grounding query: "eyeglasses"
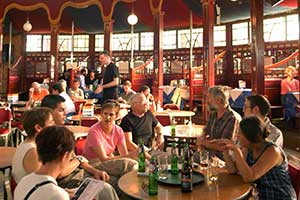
[243,106,252,110]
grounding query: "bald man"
[120,93,164,151]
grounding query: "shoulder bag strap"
[24,181,54,200]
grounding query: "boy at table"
[198,85,241,158]
[83,100,138,192]
[120,93,164,151]
[12,107,118,199]
[211,116,296,200]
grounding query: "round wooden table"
[67,115,101,121]
[118,171,251,200]
[66,125,90,140]
[162,124,205,139]
[154,110,195,122]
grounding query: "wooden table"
[67,115,101,122]
[162,124,205,155]
[66,126,90,140]
[118,171,251,200]
[162,124,205,138]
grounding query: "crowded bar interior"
[0,0,300,200]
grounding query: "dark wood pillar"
[201,0,215,121]
[88,34,96,71]
[152,11,164,105]
[49,24,59,84]
[224,24,234,87]
[298,0,300,85]
[202,0,215,88]
[0,23,4,67]
[104,20,113,55]
[0,23,6,93]
[250,0,265,94]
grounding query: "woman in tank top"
[212,116,296,200]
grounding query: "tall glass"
[157,155,169,180]
[199,150,209,170]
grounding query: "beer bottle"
[171,117,176,137]
[171,143,179,175]
[181,143,193,192]
[148,156,158,195]
[138,139,146,172]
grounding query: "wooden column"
[104,19,113,55]
[88,34,96,71]
[201,0,215,121]
[250,0,265,94]
[225,24,235,87]
[298,0,300,85]
[0,23,6,93]
[152,11,164,105]
[49,24,59,84]
[202,0,215,88]
[0,23,3,67]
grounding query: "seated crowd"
[2,79,296,199]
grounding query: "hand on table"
[93,170,110,181]
[209,139,239,151]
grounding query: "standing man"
[95,51,120,102]
[199,85,241,158]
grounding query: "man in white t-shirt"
[14,126,75,200]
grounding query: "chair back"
[80,118,99,127]
[289,162,300,199]
[75,138,86,155]
[0,147,17,168]
[0,107,12,123]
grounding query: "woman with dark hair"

--------------------

# THE TASK
Report every line in the rows above that contains the word "table".

# CORRECT RESPONSE
grounding query: "boy at table"
grounding query: "round wooden table"
grounding query: "wooden table"
grounding query: "hand on table"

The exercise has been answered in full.